Source material:
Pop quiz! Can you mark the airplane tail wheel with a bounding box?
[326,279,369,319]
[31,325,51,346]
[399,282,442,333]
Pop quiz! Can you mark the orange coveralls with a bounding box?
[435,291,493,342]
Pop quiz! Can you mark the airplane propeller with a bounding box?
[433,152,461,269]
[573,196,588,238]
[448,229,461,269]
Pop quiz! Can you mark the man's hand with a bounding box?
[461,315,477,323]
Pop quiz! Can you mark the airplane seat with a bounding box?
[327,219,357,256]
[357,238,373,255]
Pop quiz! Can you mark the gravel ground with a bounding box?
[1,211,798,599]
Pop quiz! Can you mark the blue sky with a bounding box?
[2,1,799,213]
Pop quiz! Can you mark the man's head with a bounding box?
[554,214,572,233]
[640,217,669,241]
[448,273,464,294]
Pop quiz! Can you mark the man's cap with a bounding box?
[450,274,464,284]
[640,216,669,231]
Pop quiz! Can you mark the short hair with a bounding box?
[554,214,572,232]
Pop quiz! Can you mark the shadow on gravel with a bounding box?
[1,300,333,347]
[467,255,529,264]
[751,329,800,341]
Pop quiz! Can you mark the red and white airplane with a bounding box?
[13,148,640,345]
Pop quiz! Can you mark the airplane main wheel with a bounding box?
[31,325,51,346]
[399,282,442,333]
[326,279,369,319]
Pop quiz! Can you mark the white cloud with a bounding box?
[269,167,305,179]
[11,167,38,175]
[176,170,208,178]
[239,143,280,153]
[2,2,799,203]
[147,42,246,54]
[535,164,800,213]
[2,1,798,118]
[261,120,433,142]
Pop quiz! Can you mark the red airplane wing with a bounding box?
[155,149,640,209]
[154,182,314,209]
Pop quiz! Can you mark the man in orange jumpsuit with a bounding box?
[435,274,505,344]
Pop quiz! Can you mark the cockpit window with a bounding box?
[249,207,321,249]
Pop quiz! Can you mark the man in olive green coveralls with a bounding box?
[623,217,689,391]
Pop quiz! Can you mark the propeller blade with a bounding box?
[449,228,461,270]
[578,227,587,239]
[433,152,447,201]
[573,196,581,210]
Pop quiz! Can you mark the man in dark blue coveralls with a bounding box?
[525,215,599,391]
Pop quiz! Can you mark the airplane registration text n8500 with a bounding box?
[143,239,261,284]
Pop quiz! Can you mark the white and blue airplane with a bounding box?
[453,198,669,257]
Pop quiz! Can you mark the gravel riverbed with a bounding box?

Exercise instructions: Please repeat the whole listing above, keeping every line exactly as it reads.

Solution below:
Pop quiz! Can you mark the airplane tail wheel with a bounding box?
[326,279,369,319]
[31,325,51,346]
[399,282,442,333]
Pop quiz! Can you mark the orange coveralls with a bounding box?
[435,291,493,342]
Pop quiz! Can you mark the airplane propeller with a bounding box?
[433,152,461,269]
[573,196,588,238]
[448,229,461,269]
Pop quiz! Can you mark the man's hand with a bounding box?
[461,315,477,323]
Pop quiz! Can you mark the airplane seat with a bounding box?
[327,219,357,256]
[357,238,373,255]
Pop quiz! Can you mark the gravel ground with a bounding box?
[1,211,798,599]
Pop quiz! Can you mark the blue sky with a bounding box?
[2,1,799,213]
Pop quiz! Can you mark the man's head with a bounding box?
[554,214,572,233]
[640,217,669,241]
[448,273,464,294]
Pop quiz! Can you mark the man's cap with a bounding box?
[450,274,464,284]
[640,216,669,231]
Pop quiz! Can you mark the short hair with a bounding box?
[554,214,572,232]
Pop quiz! Can you mark the shadow on gravel with a bounding box?
[1,300,333,347]
[467,255,529,264]
[751,329,800,341]
Pop quiz! Can you mark the red and white airplane with a bounding box?
[13,148,640,345]
Pop quiz! Can you mark the airplane main wheel with a bounding box?
[31,325,51,346]
[399,282,442,333]
[326,279,369,319]
Pop quiz! Can you mark the white cloud with a bounding box?
[269,167,305,179]
[11,167,38,175]
[176,170,208,178]
[239,143,280,153]
[2,2,799,203]
[147,42,246,54]
[535,164,800,213]
[2,1,798,118]
[261,120,433,142]
Pop quiz! Can you mark the red airplane wing with a bounding box?
[155,149,640,209]
[154,182,314,209]
Pop quiz! Can you mark the man in orange jumpsuit with a bounding box?
[435,274,505,344]
Pop quiz! Can you mark the cockpit window with a bounding box?
[249,207,321,249]
Pop quiz! Can you mark the man in olive green coveralls with a bounding box?
[623,217,689,391]
Pop quiz! Can you mark the propeller blade with a bounding box?
[449,228,461,270]
[578,227,587,239]
[433,152,447,201]
[573,196,581,210]
Pop quiz! Can you mark the man in dark blue coveralls with a bounding box?
[525,215,599,391]
Pop quiz! Can you mark the airplane registration text n8500 with a bounding box?
[143,239,261,284]
Pop quiz! Can you mark the white and blue airplane with a bounding box?
[453,198,669,257]
Pop quiz! Can you mark the gravel riverbed with a bounding box?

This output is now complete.